:: SET TASK ::
Reproduce all of the records below word for word, from the first line to the last.
## Begin
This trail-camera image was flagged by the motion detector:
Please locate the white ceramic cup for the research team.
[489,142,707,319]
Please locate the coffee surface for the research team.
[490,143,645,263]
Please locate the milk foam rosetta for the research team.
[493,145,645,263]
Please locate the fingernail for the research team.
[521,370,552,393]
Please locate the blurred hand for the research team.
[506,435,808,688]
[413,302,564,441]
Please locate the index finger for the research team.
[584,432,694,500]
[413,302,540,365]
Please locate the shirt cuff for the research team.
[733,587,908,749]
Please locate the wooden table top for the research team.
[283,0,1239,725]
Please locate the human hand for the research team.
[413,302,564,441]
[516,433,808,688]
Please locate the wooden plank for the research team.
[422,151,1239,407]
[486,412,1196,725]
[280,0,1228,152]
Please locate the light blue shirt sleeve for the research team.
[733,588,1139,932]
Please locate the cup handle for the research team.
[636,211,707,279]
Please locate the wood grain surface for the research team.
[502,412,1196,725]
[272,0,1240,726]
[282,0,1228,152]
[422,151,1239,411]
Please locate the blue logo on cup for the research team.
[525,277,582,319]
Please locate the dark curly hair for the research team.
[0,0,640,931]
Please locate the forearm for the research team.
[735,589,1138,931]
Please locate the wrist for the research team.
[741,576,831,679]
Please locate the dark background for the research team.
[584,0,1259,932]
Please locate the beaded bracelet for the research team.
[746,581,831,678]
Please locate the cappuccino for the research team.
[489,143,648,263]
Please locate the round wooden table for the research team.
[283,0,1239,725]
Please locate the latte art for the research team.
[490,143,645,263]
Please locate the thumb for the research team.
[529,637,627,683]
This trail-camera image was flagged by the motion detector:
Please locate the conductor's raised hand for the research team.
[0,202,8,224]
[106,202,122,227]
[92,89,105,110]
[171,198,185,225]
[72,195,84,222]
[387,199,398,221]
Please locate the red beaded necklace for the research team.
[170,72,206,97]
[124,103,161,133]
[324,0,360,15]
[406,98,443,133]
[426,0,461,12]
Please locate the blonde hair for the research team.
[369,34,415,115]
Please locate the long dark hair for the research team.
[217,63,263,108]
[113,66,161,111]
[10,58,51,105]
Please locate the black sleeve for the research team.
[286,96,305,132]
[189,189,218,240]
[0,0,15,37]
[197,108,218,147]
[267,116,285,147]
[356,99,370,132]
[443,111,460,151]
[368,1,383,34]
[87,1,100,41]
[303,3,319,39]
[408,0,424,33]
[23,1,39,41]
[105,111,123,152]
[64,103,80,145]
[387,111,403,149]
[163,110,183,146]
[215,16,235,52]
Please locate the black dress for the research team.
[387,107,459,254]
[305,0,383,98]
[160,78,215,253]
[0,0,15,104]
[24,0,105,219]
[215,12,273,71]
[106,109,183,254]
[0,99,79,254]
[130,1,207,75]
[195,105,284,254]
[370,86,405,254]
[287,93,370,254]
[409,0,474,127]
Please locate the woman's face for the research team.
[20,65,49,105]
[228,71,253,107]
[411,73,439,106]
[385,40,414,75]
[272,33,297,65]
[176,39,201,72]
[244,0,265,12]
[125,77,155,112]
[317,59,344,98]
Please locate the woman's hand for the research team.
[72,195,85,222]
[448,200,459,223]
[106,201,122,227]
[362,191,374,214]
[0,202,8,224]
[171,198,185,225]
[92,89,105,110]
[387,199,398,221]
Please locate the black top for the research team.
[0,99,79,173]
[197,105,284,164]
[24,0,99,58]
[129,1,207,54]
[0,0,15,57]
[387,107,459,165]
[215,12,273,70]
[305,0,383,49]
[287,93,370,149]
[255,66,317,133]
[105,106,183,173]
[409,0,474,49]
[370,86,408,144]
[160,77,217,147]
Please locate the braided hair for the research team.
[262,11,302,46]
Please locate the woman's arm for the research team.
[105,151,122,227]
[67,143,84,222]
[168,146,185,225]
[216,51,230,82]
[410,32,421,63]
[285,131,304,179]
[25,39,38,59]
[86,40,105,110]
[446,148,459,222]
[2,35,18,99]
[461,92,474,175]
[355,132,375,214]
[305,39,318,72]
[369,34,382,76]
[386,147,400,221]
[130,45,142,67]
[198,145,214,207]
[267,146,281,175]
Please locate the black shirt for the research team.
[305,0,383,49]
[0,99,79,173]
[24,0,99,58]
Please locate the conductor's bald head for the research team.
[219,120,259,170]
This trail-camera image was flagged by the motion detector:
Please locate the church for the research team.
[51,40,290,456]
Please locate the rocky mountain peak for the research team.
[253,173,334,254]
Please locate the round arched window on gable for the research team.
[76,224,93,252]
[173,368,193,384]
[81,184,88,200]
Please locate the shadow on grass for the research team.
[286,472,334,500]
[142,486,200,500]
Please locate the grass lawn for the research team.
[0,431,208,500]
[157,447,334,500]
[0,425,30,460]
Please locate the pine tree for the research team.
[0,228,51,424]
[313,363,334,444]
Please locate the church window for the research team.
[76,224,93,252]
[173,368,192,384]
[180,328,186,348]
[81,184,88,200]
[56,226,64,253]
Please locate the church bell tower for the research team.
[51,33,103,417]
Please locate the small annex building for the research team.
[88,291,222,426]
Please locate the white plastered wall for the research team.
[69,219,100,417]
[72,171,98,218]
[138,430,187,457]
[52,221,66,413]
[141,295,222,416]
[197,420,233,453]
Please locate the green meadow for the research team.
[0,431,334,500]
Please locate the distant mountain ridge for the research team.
## End
:: ANSWER TO THE PROBLEM ::
This trail-camera image was flagged by the motion detector:
Please locate the white ceramic cup for the research team.
[489,142,707,319]
Please locate the coffee surface for the research team.
[490,143,645,263]
Please locate the milk foam rosetta for the research team.
[493,145,645,263]
Please locate the fingernail for the research team.
[521,370,552,393]
Please locate the blurred hand for the research team.
[506,435,808,688]
[413,302,564,441]
Please locate the index finger for the research team.
[584,432,694,500]
[413,302,540,365]
Please locate the shirt cuff for the research team.
[733,587,908,749]
Please locate the wooden table top for the research team.
[283,0,1239,725]
Please locate the human hand for the research team.
[413,302,564,441]
[516,433,808,688]
Please locate the wooden plank for the research team.
[422,151,1239,407]
[486,412,1196,725]
[280,0,1228,152]
Please locate the light blue shirt sleeve for the research team.
[733,588,1139,932]
Please locate the cup handle for the research team.
[636,211,707,279]
Please locate the wood grain surface for the research team.
[502,412,1196,725]
[272,0,1240,726]
[282,0,1228,152]
[422,151,1239,411]
Please locate the blue logo on cup for the research team.
[525,277,582,319]
Please locate the dark curly hair for the research team.
[0,0,640,931]
Please locate the forearm for the research team.
[735,589,1138,931]
Please locate the wrist for the research team.
[741,576,831,679]
Please locate the dark background for the research team.
[584,0,1259,932]
Please locate the beaded bracelet for the research team.
[746,581,831,678]
Please locate the cappuccino for the research team.
[489,143,648,263]
Please locate the round wooden table for the research team.
[283,0,1239,725]
Please locate the latte art for the research team.
[490,143,645,263]
Please locate the thumb for the research team.
[529,637,627,683]
This trail-camera image was flagged by the motion detector:
Please locate the conductor's raised hand for the research team.
[0,202,8,224]
[106,202,122,227]
[92,89,105,110]
[171,198,185,225]
[72,195,84,222]
[387,199,398,221]
Please locate the red beaded necklace for the research team.
[170,72,206,97]
[124,103,161,133]
[324,0,360,15]
[406,98,443,133]
[426,0,461,12]
Please locate the blonde hair for the research team.
[369,34,415,115]
Please locate the long dark hair for the research team.
[217,63,263,108]
[113,66,161,111]
[10,58,51,105]
Please locate the black sleeve for the research team.
[286,96,305,132]
[189,189,218,240]
[0,0,15,37]
[197,108,218,147]
[267,116,285,147]
[356,99,370,132]
[443,111,460,151]
[368,1,383,34]
[87,1,100,41]
[303,3,319,39]
[408,0,424,33]
[23,1,39,41]
[105,111,123,152]
[64,103,80,145]
[387,111,403,149]
[163,110,183,146]
[215,16,235,52]
Please locate the black dress for the research team.
[387,107,459,254]
[305,0,383,98]
[160,78,215,253]
[0,0,15,104]
[24,0,105,219]
[215,12,273,71]
[106,109,183,254]
[0,99,79,254]
[130,1,207,75]
[195,105,284,254]
[370,86,405,254]
[287,93,370,254]
[409,0,474,127]
Please locate the woman's face for the research team.
[20,65,49,105]
[228,71,253,107]
[411,73,439,106]
[385,40,414,75]
[272,33,297,65]
[176,39,201,72]
[244,0,265,12]
[125,77,155,112]
[317,59,344,98]
Please locate the woman's hand for the research team.
[72,195,85,222]
[448,200,459,223]
[106,201,122,227]
[362,191,374,214]
[0,202,8,224]
[171,198,185,225]
[92,89,105,110]
[387,199,398,221]
Please locate the black top for the research team.
[0,99,79,173]
[197,105,284,164]
[24,0,99,58]
[129,1,207,54]
[0,0,15,57]
[387,107,459,165]
[215,12,273,70]
[305,0,383,49]
[287,93,370,149]
[255,66,317,133]
[105,106,183,173]
[409,0,474,49]
[370,86,408,144]
[160,77,217,147]
Please locate the braided hair for the research team.
[262,11,302,46]
Please locate the woman's arm for the research team.
[105,151,122,227]
[67,143,84,222]
[168,146,185,225]
[216,51,230,82]
[410,32,421,63]
[285,131,304,179]
[25,39,38,59]
[86,40,105,110]
[446,148,459,222]
[2,35,18,99]
[461,92,474,175]
[355,132,375,214]
[305,39,318,72]
[369,34,382,76]
[386,147,400,221]
[130,45,142,67]
[198,145,214,207]
[267,146,281,175]
Please locate the black shirt for the research team.
[305,0,383,49]
[0,99,79,173]
[24,0,99,58]
Please locate the conductor's bald head for the research team.
[219,120,259,170]
This trail-camera image was flagged by the motion detector:
Please locate the church for the research team.
[51,40,290,456]
Please locate the rocky mountain peak for the research team.
[253,173,334,254]
Please locate the round arched window on gable for the research team.
[76,224,93,252]
[173,368,193,384]
[81,184,88,200]
Please locate the shadow on grass for the research team.
[286,472,334,500]
[142,486,200,500]
Please locate the grass lawn for the research team.
[0,431,208,500]
[157,447,334,500]
[0,425,30,460]
Please locate the pine tree for the research team.
[0,228,51,424]
[313,363,334,444]
Please locate the church window for the research team.
[76,224,93,252]
[173,368,192,384]
[180,328,186,348]
[81,184,88,200]
[56,226,64,253]
Please locate the church bell tower for the research team.
[51,33,103,417]
Please locate the small annex building for the research team.
[88,291,222,426]
Please locate the white plastered wall for the research team.
[69,219,100,417]
[72,171,98,218]
[138,430,187,457]
[52,221,66,413]
[141,295,222,416]
[197,420,233,453]
Please locate the green meadow for the research team.
[0,431,334,500]
Please locate the distant mountain ridge for the research team.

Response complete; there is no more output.